▶ Task description
Rewrite all of the data below as a JSON list of strings, with one string for each line and no entries for blank lines. Leave the pictures out.
========================================================================
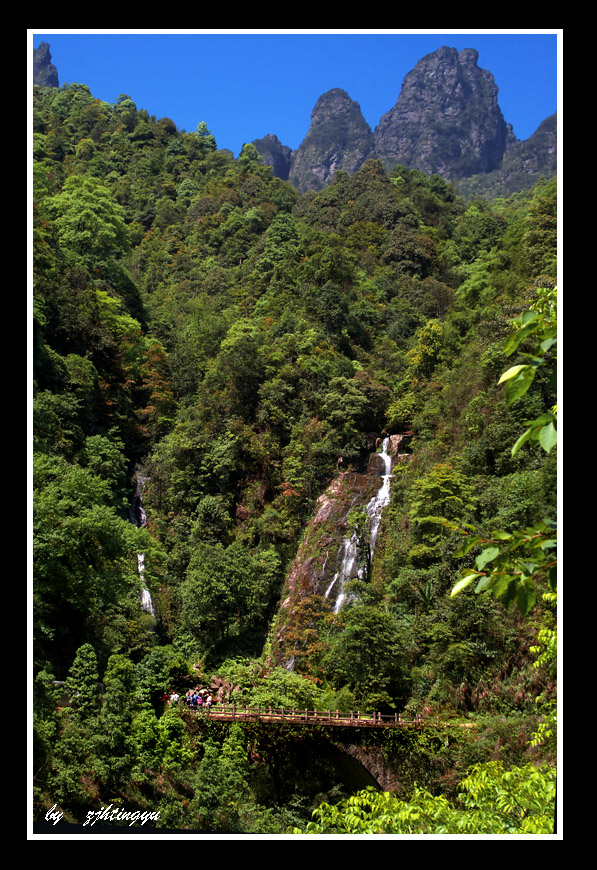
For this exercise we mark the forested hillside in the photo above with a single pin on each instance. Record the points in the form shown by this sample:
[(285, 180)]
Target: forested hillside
[(202, 329)]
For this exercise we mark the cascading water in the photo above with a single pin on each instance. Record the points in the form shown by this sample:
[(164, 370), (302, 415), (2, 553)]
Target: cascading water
[(350, 546), (138, 518)]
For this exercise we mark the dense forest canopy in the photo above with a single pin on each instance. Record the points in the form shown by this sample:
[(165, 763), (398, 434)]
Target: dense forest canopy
[(199, 325)]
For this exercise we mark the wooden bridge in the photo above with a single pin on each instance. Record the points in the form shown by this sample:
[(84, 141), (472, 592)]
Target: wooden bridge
[(233, 713)]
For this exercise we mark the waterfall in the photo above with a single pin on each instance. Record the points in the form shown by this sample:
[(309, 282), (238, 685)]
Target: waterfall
[(138, 518), (349, 549)]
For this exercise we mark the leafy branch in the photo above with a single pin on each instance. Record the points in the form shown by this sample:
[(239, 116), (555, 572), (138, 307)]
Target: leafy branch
[(510, 563), (543, 330)]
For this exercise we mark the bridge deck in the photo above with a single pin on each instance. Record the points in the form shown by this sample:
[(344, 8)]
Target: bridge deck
[(224, 713)]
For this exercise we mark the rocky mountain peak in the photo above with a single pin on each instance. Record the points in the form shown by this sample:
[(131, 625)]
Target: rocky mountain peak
[(45, 73), (338, 138), (447, 119)]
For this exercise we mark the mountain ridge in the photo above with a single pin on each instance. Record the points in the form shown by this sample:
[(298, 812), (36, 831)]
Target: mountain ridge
[(446, 121)]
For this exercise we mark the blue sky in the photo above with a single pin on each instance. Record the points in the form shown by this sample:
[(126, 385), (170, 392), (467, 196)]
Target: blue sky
[(246, 84)]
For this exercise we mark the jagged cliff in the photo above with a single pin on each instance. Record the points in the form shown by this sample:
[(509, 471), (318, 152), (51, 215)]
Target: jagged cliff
[(446, 121), (338, 138), (45, 73)]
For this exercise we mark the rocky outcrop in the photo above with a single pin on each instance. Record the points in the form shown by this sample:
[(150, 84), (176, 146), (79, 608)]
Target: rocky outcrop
[(338, 138), (45, 73), (275, 154), (446, 120)]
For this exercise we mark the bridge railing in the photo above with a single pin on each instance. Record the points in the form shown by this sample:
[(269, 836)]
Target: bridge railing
[(279, 714)]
========================================================================
▶ Result of this task
[
  "For this exercise we mark the forested hillside in the photo above with a single pin on each instance. Record the points in the form shown by this sample:",
  "[(285, 180)]",
  "Target: forested hillside",
  "[(202, 329)]",
  "For this exercise we mark the cascading water in the photo above with a single pin on each instance. Record the points in the form shown by this sample:",
  "[(164, 370), (302, 415), (2, 553)]",
  "Target: cascading water",
  "[(350, 546), (138, 518)]",
  "For this exercise we mark the dense forest canopy in the photo above with a single pin on each instance. Record the points in the form shown by this sample:",
  "[(165, 763), (398, 434)]",
  "Target: dense forest canopy",
  "[(199, 325)]",
  "For this exercise we mark the wooden bridge in the photo above with a single pin on each instance. Record the points in the form shown by this sample:",
  "[(84, 141), (472, 592)]",
  "Target: wooden bridge",
  "[(233, 713)]",
  "For this exercise we mark the waterfall in the photo above with a single pin on each instance. Record the points in the form shown by this sample:",
  "[(309, 282), (238, 685)]",
  "Target: waterfall",
  "[(138, 518), (349, 549)]",
  "For this exercise we mark the leafy branch in the photo above with a single pin on each instance. Record the points in the form shown by this sample:",
  "[(239, 116), (555, 572), (138, 307)]",
  "Target: leafy branch",
  "[(510, 563), (543, 330)]",
  "For this exercise we mark the bridge deck in the photo above with a single pin on each instance. Record the points in the form shown by this sample:",
  "[(344, 8)]",
  "Target: bridge deck",
  "[(224, 713)]",
  "For this exercise we mark the rocky mountain peak in the photo above with a single pin on each instance. Record the points in the form shown by this sample:",
  "[(131, 625)]",
  "Target: rocky mountain peak",
  "[(45, 73), (338, 138), (447, 119)]",
  "For this exercise we mark the mountain ridge in the photo above with a single pin on each instance. Record the points in the form shown by this sample:",
  "[(298, 812), (36, 831)]",
  "Target: mountain ridge",
  "[(446, 121)]",
  "For this exercise we mark the blue sky in the photo above with a single pin on each instance. Record the points in the form shown by this sample:",
  "[(126, 385), (170, 392), (467, 196)]",
  "Target: blue sky",
  "[(246, 84)]",
  "For this exercise we mark the jagged cliff in the photo above with a single pin on each instance. Record the points in the form shown by this sample:",
  "[(509, 471), (318, 152), (51, 215)]",
  "Target: jagged cliff",
  "[(446, 121), (338, 138), (45, 73)]",
  "For this exercise we mark the rocky outcrop in the photo above with a single pin on each instance. Record the points in the form shown by this sample:",
  "[(150, 84), (176, 146), (79, 608)]",
  "Target: rocky outcrop",
  "[(338, 138), (45, 73), (275, 154), (446, 120)]",
  "For this exercise we mark the bridge railing in the photo above with a single pin on each instance. Record the points in the form shown by this sample:",
  "[(269, 836)]",
  "Target: bridge railing",
  "[(279, 714)]"
]